Provided records:
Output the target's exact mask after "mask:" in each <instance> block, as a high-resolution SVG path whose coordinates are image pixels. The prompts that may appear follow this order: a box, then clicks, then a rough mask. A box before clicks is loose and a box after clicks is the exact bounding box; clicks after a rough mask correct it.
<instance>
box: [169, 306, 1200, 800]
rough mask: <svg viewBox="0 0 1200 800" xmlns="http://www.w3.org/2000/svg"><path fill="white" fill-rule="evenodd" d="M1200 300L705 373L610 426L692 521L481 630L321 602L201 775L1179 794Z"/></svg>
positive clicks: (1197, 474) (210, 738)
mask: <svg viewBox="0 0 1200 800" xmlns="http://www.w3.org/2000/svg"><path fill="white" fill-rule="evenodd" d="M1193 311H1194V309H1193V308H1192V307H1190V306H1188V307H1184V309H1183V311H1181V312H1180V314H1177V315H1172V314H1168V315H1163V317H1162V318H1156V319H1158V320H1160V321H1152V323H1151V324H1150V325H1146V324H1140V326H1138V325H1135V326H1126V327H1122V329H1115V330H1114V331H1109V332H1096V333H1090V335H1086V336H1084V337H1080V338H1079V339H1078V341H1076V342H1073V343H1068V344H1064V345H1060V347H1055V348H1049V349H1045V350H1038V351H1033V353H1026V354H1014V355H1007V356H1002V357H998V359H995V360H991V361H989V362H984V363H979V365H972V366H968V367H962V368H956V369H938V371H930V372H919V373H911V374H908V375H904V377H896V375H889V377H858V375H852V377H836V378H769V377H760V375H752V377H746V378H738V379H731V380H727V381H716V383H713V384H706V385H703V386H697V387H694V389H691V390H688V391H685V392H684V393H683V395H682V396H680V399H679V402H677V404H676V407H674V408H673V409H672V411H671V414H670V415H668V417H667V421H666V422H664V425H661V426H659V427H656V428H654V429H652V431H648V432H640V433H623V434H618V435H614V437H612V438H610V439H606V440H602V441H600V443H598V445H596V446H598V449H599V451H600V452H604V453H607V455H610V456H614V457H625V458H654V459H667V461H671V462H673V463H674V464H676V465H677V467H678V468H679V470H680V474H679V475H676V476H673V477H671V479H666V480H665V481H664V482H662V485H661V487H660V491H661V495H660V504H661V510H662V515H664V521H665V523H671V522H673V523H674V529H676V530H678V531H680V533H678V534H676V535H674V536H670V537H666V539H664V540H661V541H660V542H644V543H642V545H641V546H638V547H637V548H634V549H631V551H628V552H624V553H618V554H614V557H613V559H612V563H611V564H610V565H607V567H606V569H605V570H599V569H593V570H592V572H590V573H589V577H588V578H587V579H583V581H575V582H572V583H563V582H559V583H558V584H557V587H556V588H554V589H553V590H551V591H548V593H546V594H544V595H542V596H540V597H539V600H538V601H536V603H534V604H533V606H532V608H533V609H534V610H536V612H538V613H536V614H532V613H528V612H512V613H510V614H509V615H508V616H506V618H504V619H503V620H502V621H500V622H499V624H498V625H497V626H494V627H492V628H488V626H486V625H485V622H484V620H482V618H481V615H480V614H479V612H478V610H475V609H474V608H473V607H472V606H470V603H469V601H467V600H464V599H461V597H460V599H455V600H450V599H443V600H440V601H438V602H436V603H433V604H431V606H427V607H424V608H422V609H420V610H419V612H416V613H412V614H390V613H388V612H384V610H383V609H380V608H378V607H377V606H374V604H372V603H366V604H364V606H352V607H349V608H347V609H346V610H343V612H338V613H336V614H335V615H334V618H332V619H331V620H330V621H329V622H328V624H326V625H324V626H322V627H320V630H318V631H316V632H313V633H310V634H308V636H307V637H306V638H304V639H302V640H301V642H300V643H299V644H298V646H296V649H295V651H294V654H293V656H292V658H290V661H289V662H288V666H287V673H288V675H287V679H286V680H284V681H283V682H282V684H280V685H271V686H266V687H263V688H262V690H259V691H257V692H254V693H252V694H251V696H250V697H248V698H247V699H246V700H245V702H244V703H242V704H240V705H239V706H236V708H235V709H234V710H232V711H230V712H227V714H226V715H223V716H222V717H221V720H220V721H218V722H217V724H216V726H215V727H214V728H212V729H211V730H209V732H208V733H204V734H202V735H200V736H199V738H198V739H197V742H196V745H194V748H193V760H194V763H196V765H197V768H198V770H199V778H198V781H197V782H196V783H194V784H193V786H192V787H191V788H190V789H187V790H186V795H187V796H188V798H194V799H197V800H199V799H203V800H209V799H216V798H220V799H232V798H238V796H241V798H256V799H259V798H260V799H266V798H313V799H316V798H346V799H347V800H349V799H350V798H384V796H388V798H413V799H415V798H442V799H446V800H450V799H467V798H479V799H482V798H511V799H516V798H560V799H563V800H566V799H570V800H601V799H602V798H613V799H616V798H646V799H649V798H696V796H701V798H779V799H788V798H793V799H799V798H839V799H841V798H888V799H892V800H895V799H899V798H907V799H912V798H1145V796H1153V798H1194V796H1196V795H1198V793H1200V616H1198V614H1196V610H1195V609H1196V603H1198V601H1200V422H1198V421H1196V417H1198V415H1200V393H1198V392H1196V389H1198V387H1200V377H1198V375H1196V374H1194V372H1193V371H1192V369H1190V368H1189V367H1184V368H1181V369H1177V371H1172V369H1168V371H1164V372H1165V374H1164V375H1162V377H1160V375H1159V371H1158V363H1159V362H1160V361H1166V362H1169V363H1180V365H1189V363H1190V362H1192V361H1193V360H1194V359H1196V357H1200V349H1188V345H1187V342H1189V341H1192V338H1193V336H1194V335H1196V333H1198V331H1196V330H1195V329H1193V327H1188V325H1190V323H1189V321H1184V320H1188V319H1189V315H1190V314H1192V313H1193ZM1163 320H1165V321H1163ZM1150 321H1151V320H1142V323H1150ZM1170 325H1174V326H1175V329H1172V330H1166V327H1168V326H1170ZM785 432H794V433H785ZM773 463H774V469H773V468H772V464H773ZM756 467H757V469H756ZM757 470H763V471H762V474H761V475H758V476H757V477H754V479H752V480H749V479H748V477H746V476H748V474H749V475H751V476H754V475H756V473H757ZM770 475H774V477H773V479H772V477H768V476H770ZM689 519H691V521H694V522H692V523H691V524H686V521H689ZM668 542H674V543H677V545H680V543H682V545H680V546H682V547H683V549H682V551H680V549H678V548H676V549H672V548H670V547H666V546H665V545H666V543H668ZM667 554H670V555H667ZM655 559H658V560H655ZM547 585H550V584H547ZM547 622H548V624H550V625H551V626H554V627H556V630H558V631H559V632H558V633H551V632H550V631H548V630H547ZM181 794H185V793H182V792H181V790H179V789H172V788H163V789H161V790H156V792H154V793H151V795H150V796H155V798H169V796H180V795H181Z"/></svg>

Exercise requirements: Keep every word as given and return the full listing.

Response to the task:
Output the target's exact mask after "mask:" in each <instance> block, as a high-resolution SVG path whose coordinates are image pixels. The prompts that may appear follow this order: a box, then clicks, then a rough mask. A box before clicks is loose and a box after clicks is the exact bounding box; clicks after a rough mask correct it.
<instance>
box: [169, 306, 1200, 800]
rough mask: <svg viewBox="0 0 1200 800" xmlns="http://www.w3.org/2000/svg"><path fill="white" fill-rule="evenodd" d="M1200 300L705 373L610 426L692 521L481 630L321 602L201 775L1179 794Z"/></svg>
positive clicks: (1197, 474) (210, 738)
mask: <svg viewBox="0 0 1200 800" xmlns="http://www.w3.org/2000/svg"><path fill="white" fill-rule="evenodd" d="M1193 311H1194V309H1193V308H1192V307H1190V306H1188V307H1184V309H1183V311H1181V312H1180V314H1177V315H1172V314H1168V315H1163V317H1162V318H1156V319H1158V320H1160V321H1152V323H1151V324H1150V325H1146V324H1140V326H1138V325H1135V326H1126V327H1122V329H1115V330H1114V331H1109V332H1096V333H1090V335H1086V336H1084V337H1080V338H1079V339H1078V341H1076V342H1073V343H1068V344H1064V345H1060V347H1055V348H1049V349H1045V350H1038V351H1033V353H1026V354H1014V355H1007V356H1002V357H998V359H995V360H991V361H989V362H984V363H979V365H972V366H968V367H962V368H956V369H938V371H930V372H919V373H911V374H908V375H904V377H896V375H889V377H858V375H852V377H836V378H769V377H760V375H752V377H746V378H738V379H731V380H727V381H716V383H713V384H706V385H703V386H697V387H694V389H691V390H688V391H685V392H684V393H683V395H682V396H680V399H679V402H677V404H676V407H674V408H673V409H672V411H671V414H670V415H668V417H667V421H666V422H664V425H661V426H659V427H656V428H654V429H652V431H648V432H640V433H623V434H618V435H614V437H612V438H610V439H606V440H602V441H600V443H598V445H596V446H598V449H599V451H600V452H604V453H607V455H610V456H614V457H625V458H654V459H667V461H671V462H673V463H674V464H676V465H677V467H678V468H679V470H680V474H679V475H676V476H673V477H671V479H666V480H665V481H664V482H662V485H661V487H660V491H661V495H660V504H661V510H662V515H664V521H665V523H671V522H673V523H674V529H676V530H678V531H680V533H678V534H676V535H674V536H670V537H666V539H664V540H661V541H660V542H644V543H642V545H641V546H638V547H637V548H634V549H631V551H628V552H624V553H618V554H614V557H613V559H612V563H611V564H610V565H607V567H606V569H605V570H599V569H593V570H592V572H590V573H589V577H588V578H587V579H583V581H575V582H572V583H563V582H559V583H558V584H557V587H556V588H554V589H553V590H551V591H548V593H546V594H544V595H542V596H540V597H539V600H538V601H536V603H534V604H533V606H532V608H533V609H534V610H536V612H538V613H536V614H532V613H528V612H512V613H510V614H509V615H508V616H506V618H504V619H503V620H502V621H500V622H499V624H498V625H497V626H494V627H492V628H488V626H486V625H485V622H484V620H482V618H481V615H480V614H479V612H478V610H475V609H474V608H473V607H472V606H470V603H469V601H467V600H464V599H461V597H460V599H455V600H450V599H443V600H440V601H438V602H436V603H433V604H431V606H427V607H424V608H422V609H420V610H419V612H416V613H412V614H390V613H388V612H384V610H383V609H380V608H378V607H377V606H374V604H372V603H366V604H364V606H352V607H349V608H347V609H346V610H343V612H338V613H336V614H335V615H334V618H332V619H331V620H330V621H329V622H328V624H326V625H324V626H322V627H320V630H318V631H316V632H313V633H310V634H308V636H307V637H306V638H304V639H302V640H301V642H300V643H299V644H298V646H296V649H295V651H294V654H293V656H292V658H290V661H289V662H288V666H287V673H288V675H287V679H286V680H284V681H283V682H282V684H280V685H271V686H266V687H263V688H262V690H259V691H257V692H254V693H252V694H251V696H250V697H248V698H247V699H246V700H245V702H244V703H242V704H240V705H239V706H236V708H235V709H234V710H232V711H230V712H227V714H226V715H223V716H222V717H221V720H220V721H218V722H217V724H216V726H215V727H214V728H212V729H211V730H209V732H208V733H204V734H202V735H200V736H199V738H198V739H197V742H196V745H194V748H193V760H194V763H196V765H197V768H198V770H199V778H198V781H197V782H196V783H194V784H193V786H192V787H191V788H190V789H187V790H186V795H187V796H188V798H194V799H197V800H199V799H203V800H209V799H216V798H220V799H232V798H238V796H241V798H256V799H259V798H260V799H266V798H313V799H316V798H346V799H347V800H349V799H350V798H384V796H388V798H413V799H415V798H442V799H446V800H450V799H467V798H479V799H482V798H511V799H516V798H560V799H563V800H566V799H570V800H601V799H602V798H613V799H616V798H646V799H649V798H696V796H701V798H779V799H788V798H793V799H799V798H839V799H841V798H888V799H892V800H895V799H899V798H907V799H912V798H1145V796H1153V798H1194V796H1196V795H1198V793H1200V616H1198V614H1196V610H1195V609H1196V603H1198V601H1200V422H1198V421H1196V417H1198V415H1200V393H1198V392H1196V389H1198V387H1200V377H1198V375H1196V374H1194V372H1193V371H1192V369H1190V368H1189V367H1184V368H1181V369H1177V371H1172V369H1168V371H1164V372H1165V374H1164V375H1162V377H1160V375H1159V371H1158V363H1159V362H1160V361H1166V362H1169V363H1180V365H1189V363H1190V362H1192V361H1193V360H1194V359H1196V357H1200V349H1188V345H1187V342H1189V341H1192V338H1193V336H1194V335H1196V333H1198V331H1196V330H1195V329H1193V327H1188V325H1190V323H1189V321H1184V320H1188V319H1189V315H1190V314H1192V313H1193ZM1163 320H1165V321H1163ZM1150 321H1151V320H1142V323H1150ZM1170 325H1174V326H1175V329H1172V330H1166V327H1168V326H1170ZM785 432H794V433H785ZM773 463H774V469H773V468H772V464H773ZM756 467H757V469H756ZM757 470H763V471H762V474H761V475H758V476H757V477H754V479H752V480H749V479H748V477H746V476H748V474H749V475H751V476H754V475H756V473H757ZM770 475H774V477H773V479H772V477H768V476H770ZM689 519H691V521H694V522H692V523H691V524H686V521H689ZM668 542H674V543H677V545H680V543H682V545H680V546H682V547H683V549H682V551H680V549H678V548H676V549H672V548H670V547H666V546H665V545H666V543H668ZM667 554H670V555H667ZM655 559H658V560H655ZM547 585H550V584H547ZM547 622H548V624H550V625H551V626H554V627H556V630H558V631H559V632H558V633H551V632H550V631H548V630H547ZM181 794H185V793H182V792H181V790H179V789H172V788H163V789H161V790H156V792H154V793H151V795H150V796H155V798H169V796H180V795H181Z"/></svg>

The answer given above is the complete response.